I, for myself, have done my best to completely free my subjects from the tender mercies of the village Kulkarni, Bhat (ritual priest) and Joshi (hereditary village astrologer). The services of the first are commuted and are replaced by paid agencies mainly recruited from non-Brahmin ranks who were specially trained for the work in anticipation of the change. By a proclamation the rayats (farmers) are informed that they need not employ the village priest or the astrologer who will have no claims against them if they do not employ him. Thus liberty of conscience is given them. In the same way liberty of action is also given to them by abolishing the hereditary rights of the village artisans whose inefficient work was very dearly paid for, by a portion of the produce.

I have also cancelled the rules that pressed very heavily against the Mahars and Mangs and Ramoshis who were described as the criminal tribes. The restriction upon their movements resulted in preventing them from taking to trade and forced some of their members to take to dishonesty and violence. By the way I may mention that the Boarding Institute for the untouchable classes named after your beloved lamented daughter is quite flourishing. I am sending a photo of the building from which Your Lordship will see that its inmates do not despise manual labour as they were apt to do when they took to books.

◆ Task set:
1. According to the excerpt on village reforms, from what ranks were the paid agencies that replaced the Kulkarni mainly recruited?
2. Condense the paragraph of the excerpt on village reforms that begins "I have also cancelled the rules" into a short bulleted list that keeps its main facts.
3. Carry on the excerpt on village reforms from its final sentence, in the same voice.
You do not need the records to complete this work.

[Point labeling examples]
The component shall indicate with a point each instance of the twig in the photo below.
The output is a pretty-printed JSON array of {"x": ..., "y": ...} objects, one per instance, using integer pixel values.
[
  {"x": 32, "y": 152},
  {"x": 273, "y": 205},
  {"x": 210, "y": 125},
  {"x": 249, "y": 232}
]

◆ Solved tasks:
1. They were mainly recruited from non-Brahmin ranks.

2.
- Rules that pressed heavily on the Mahars, Mangs and Ramoshis, who were described as criminal tribes, have been cancelled.
- Restrictions on their movements had kept them from trade and forced some into dishonesty and violence.
- The Boarding Institute for the untouchable classes, named after Your Lordship's late daughter, is flourishing.
- A photo of its building is being sent, showing that its inmates do not despise manual labour as they once did after taking to books.

3.
Very few can realise the influence of the Brahmin bureaucracy as your Lordship does. Being very strong in every branch of the service, high or low, it has its way and means to keep other communities down, who have to submit to their ex-actions and dare not raise a protest even when flagrant injustice is done to them. A merchant of Kolhapur was cheated by a Brahmin leader. When asked to prosecute the latter, the former said that he had no chance of success as the judges were Brahmins, the Police were Brahmins, the clerks were Brahmins and that instead of getting any redress of injustice he would make himself a marked man and that he would have to bear the consequences of Brahmin revenge. Even when I asked him to prosecute the pleader he begged to be excused and refused to move in the matter. Similarly, one Mr Gandale, a Brahmin, preached in public that it was good for the untouchable classes to remain so, because a new mixed caste is seen springing up as a result of illegitimate connections between the two castes of Brahmins and Marathas, as the two castes are touchables. I tried to bring Mr Gandale to court for making such defamatory statements but no one dared take up the prosecution. This fear of the Brahmin bureaucracy is not entertained by the merchants or such other people alone but it haunts even Princes. I crave your Lordship’s indulgence for a little piece of personal boasting. I am the only Prince who is openly fighting against the Brahmin bureaucracy although I do realise their power. They do not come forward themselves but they instigate the subjects against their Prince whose black side only the Brahmin bureaucracy exposes.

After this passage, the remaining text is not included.